Text segment:
________________________________________
The 2017 version of the annual player selection meeting kicked off Thursday night in Philadelphia, with a total of 32 players selected in the opening round.  Of those 32, nearly 75 percent — 22 to be exact — were either four- or five-star recruits.  Nine were the latter, 13 the former.

Four of the first six selections, and three of the first four, were five-star recruits.  Myles Garrett of Texas A&M, the No. 1 overall pick, was the No. 2 player in the 2014 recruiting class; LSU’s Leonard Fournette, drafted fourth by the Jacksonville Jaguars, was the top recruit in that same class.

Just two of the 32 selections came from non-Power Five conferences, Western Michigan’s Corey Davis and Temple’s Haason Reddick.  Davis was one of two two-star recruits, Missouri’s Charles Harris being the other, while Reddick began his career with the Owls as a walk-on.

There were also six three-star recruits drafted, the highest being Texas Tech’s Patrick Mahomes at No. 10 overall.  He was also the second quarterback taken, behind only Mitch Trubisky of North Carolina (four-star).
________________________________________
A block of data
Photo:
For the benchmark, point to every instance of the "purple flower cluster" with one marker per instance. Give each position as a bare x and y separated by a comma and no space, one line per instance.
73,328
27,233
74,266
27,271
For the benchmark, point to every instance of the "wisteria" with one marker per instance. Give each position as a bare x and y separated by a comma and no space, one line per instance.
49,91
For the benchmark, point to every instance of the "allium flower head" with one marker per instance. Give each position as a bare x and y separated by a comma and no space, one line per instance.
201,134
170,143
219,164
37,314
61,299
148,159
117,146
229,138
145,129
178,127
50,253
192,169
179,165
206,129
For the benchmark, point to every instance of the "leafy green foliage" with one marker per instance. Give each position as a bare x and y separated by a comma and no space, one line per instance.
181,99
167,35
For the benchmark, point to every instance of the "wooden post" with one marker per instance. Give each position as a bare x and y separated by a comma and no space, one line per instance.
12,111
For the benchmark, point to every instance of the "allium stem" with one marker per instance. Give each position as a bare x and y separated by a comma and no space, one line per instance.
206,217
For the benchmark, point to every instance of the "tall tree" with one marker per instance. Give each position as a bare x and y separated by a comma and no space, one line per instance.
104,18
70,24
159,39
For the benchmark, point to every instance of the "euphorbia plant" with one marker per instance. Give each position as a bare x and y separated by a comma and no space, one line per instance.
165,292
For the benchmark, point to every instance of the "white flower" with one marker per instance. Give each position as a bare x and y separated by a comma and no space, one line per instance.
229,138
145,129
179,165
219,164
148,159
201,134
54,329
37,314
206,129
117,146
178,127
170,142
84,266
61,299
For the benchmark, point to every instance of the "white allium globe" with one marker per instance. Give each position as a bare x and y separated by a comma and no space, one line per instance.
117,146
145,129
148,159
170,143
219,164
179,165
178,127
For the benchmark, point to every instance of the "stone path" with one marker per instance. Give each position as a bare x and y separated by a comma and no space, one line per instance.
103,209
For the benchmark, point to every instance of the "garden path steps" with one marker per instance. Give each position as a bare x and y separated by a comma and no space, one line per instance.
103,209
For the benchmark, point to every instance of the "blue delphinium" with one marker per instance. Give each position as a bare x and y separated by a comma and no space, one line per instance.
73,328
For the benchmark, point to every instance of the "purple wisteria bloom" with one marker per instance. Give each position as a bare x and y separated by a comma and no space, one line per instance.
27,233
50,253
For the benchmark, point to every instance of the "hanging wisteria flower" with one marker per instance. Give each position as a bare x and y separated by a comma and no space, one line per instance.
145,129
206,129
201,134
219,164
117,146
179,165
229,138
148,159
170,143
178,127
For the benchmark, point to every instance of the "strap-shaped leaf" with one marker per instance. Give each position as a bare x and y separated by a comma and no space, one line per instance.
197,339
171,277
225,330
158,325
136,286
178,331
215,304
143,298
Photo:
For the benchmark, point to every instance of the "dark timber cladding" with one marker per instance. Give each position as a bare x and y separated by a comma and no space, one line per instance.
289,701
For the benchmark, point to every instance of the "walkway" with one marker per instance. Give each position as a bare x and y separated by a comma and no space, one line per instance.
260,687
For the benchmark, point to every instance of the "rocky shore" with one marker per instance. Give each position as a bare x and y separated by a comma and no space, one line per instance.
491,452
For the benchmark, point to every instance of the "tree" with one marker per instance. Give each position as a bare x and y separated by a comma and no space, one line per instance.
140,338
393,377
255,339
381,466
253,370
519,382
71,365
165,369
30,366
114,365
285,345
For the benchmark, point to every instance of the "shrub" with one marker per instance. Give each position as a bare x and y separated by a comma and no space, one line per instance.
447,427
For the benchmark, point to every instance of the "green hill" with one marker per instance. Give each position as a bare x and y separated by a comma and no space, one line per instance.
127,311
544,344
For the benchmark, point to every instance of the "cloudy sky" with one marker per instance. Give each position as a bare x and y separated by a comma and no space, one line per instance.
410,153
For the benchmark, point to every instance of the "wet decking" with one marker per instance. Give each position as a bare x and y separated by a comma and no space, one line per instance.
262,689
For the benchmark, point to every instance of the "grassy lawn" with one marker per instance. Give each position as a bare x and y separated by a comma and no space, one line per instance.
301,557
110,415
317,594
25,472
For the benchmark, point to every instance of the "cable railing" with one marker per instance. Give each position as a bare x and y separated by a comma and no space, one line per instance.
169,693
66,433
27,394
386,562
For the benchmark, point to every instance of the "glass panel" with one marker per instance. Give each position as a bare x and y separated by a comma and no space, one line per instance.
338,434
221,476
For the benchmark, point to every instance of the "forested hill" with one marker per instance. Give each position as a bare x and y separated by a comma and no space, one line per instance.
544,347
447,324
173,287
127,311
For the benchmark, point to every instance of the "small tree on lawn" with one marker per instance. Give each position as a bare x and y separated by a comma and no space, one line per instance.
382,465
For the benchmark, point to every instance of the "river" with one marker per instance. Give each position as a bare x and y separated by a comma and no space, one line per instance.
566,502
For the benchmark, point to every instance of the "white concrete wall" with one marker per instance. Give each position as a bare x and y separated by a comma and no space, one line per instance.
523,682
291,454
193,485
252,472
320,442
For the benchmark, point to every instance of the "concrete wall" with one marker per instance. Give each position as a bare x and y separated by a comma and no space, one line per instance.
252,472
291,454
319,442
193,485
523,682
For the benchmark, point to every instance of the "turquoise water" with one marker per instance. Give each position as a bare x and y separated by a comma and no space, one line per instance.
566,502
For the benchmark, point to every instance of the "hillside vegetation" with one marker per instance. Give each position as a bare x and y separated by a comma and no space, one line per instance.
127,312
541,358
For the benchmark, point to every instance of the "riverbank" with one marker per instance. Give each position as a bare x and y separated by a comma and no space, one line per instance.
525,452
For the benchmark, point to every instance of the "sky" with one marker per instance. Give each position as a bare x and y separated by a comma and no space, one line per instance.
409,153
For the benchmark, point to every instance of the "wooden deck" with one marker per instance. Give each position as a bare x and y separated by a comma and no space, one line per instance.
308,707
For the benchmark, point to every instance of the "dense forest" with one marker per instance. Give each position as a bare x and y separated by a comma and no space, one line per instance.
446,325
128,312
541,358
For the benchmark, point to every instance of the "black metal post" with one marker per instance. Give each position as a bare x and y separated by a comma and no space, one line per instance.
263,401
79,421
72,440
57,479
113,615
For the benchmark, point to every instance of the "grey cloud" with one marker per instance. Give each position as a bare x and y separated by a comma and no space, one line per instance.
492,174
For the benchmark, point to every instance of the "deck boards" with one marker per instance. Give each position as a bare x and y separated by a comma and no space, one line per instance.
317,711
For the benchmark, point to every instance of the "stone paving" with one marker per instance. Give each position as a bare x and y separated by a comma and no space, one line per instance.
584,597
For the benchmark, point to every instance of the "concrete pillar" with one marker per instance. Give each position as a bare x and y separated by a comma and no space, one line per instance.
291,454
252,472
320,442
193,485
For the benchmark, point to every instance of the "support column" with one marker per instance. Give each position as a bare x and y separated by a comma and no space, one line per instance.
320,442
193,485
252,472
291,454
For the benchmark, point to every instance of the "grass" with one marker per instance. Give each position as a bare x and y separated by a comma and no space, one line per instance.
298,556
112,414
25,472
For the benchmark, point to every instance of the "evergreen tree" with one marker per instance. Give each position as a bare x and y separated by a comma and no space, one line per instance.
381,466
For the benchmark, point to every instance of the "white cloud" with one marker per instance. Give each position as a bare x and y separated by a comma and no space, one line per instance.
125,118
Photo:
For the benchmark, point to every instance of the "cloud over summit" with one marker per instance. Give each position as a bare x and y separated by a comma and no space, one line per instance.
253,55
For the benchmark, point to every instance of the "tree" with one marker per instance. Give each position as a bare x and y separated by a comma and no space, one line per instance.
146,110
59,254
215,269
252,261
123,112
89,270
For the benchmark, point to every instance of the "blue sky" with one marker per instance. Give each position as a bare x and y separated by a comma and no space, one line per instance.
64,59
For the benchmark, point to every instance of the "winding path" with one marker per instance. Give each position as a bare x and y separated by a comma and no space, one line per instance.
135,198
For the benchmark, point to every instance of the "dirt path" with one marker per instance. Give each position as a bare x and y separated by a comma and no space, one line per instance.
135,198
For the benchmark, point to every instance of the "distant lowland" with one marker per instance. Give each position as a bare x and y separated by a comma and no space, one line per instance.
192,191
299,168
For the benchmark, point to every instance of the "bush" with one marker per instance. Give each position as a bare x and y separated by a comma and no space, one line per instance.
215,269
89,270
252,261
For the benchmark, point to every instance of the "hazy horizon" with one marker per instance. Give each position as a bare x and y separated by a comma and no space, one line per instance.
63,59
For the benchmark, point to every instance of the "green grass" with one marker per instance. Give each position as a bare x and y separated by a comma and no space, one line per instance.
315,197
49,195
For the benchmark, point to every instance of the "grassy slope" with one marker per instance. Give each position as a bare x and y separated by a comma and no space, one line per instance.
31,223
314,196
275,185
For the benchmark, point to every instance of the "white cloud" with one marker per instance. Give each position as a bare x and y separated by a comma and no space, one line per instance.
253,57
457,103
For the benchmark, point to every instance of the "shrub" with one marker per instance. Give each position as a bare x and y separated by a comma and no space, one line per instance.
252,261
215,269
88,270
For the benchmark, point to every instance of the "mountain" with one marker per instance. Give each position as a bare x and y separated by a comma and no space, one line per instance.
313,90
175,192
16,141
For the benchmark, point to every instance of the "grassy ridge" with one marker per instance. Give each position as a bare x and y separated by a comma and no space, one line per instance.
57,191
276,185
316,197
________________________________________
Problem 1: In the draft passage, how many of the 32 first-round selections came from non-Power Five conferences?
Problem 2: Reproduce the draft passage word for word, starting with "There were also" and going on through "North Carolina (four-star).".
The records stand apart from the draft passage and are separate material.

Written solution 1: Two: Western Michigan's Corey Davis and Temple's Haason Reddick.

Written solution 2:
There were also six three-star recruits drafted, the highest being Texas Tech’s Patrick Mahomes at No. 10 overall.  He was also the second quarterback taken, behind only Mitch Trubisky of North Carolina (four-star).